**What is required:**
Rewrite the data below as a numbered list, one item per line, with no blank lines.

**Recorded information:**
-- -- --

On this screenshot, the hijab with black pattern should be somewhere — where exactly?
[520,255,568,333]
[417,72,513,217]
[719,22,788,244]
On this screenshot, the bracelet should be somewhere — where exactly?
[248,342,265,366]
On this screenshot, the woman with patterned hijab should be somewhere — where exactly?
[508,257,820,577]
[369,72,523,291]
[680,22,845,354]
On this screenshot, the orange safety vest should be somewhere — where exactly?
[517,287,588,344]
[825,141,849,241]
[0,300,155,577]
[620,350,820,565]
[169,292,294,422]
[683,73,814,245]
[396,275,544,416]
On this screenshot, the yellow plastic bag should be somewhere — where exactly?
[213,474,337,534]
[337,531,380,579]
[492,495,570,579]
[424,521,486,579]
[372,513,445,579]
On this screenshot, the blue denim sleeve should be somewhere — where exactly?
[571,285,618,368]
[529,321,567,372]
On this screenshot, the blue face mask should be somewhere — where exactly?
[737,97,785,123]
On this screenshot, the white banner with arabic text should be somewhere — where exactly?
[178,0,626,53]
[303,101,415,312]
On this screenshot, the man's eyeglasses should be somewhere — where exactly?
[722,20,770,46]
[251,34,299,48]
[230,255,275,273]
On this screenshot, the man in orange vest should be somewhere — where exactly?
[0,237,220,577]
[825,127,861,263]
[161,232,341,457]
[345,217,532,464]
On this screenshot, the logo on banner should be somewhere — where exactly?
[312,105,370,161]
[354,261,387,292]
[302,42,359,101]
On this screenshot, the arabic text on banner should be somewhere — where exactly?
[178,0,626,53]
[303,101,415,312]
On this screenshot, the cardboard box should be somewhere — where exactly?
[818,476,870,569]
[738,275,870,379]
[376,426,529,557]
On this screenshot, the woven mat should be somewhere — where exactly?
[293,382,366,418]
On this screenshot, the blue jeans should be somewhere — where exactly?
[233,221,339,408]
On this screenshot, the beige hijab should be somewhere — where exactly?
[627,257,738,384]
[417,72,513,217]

-- -- --

**Exercise answer:**
1. On this screenshot, the hijab with black pattern should be somewhere — where exactly?
2. [520,255,568,333]
3. [417,72,513,217]
4. [719,22,788,244]
5. On this screenshot, the bracelet should be somewhere — where exactly?
6. [248,342,265,366]
7. On this screenshot, the woman with patterned hijab should be somewhere — where exactly?
8. [508,257,820,577]
9. [369,72,523,291]
10. [680,22,845,354]
11. On this screenshot, the orange safety vest should be somewhere — where exactly?
12. [517,287,588,344]
13. [825,141,849,241]
14. [0,300,155,577]
15. [620,350,820,565]
16. [169,292,294,422]
17. [683,73,814,245]
18. [396,275,544,416]
19. On this screenshot, the yellow plastic bag should be somewhere — where exactly?
20. [213,474,337,534]
21. [337,531,380,579]
22. [492,495,570,579]
23. [424,521,486,579]
24. [372,513,445,579]
25. On this screenshot, the blue denim sleeve should be somewhere — where exactly?
26. [571,285,618,368]
27. [529,321,567,372]
28. On this screenshot, the blue face mask should be somewhere — where exactly?
29. [737,97,785,123]
30. On this screenshot, the white banner with arabic text should be somewhere — where exactly?
31. [178,0,626,53]
32. [303,101,415,312]
33. On this screenshot, the man's eyeglasses should be somewhere — where exactly?
34. [722,20,770,46]
35. [251,34,299,48]
36. [230,255,275,273]
37. On this screenshot, the man in orange vest should be somewhere — where exactly?
38. [0,237,220,577]
39. [825,127,861,263]
40. [161,232,341,457]
41. [345,217,532,464]
42. On this screenshot, the logo on banner should be somewhere — where exactly?
43. [312,105,370,161]
44. [354,261,387,292]
45. [302,42,359,101]
46. On this screenshot, the arabic text on banner should be somewhere — where exactly?
47. [178,0,626,53]
48. [303,101,415,312]
49. On this screenshot, the cardboard box should be somewhere — where exactly?
50. [818,476,870,569]
51. [738,275,870,379]
52. [376,426,529,557]
53. On this screenshot, the woven mat should be somewhere — where exactly?
54. [293,382,366,418]
55. On this screenshot, the blue jeans should be somewhere — where exactly?
56. [233,221,339,408]
57. On this screenshot, the beige hijab should be somewhere — where exactly?
58. [627,257,738,384]
59. [417,72,513,217]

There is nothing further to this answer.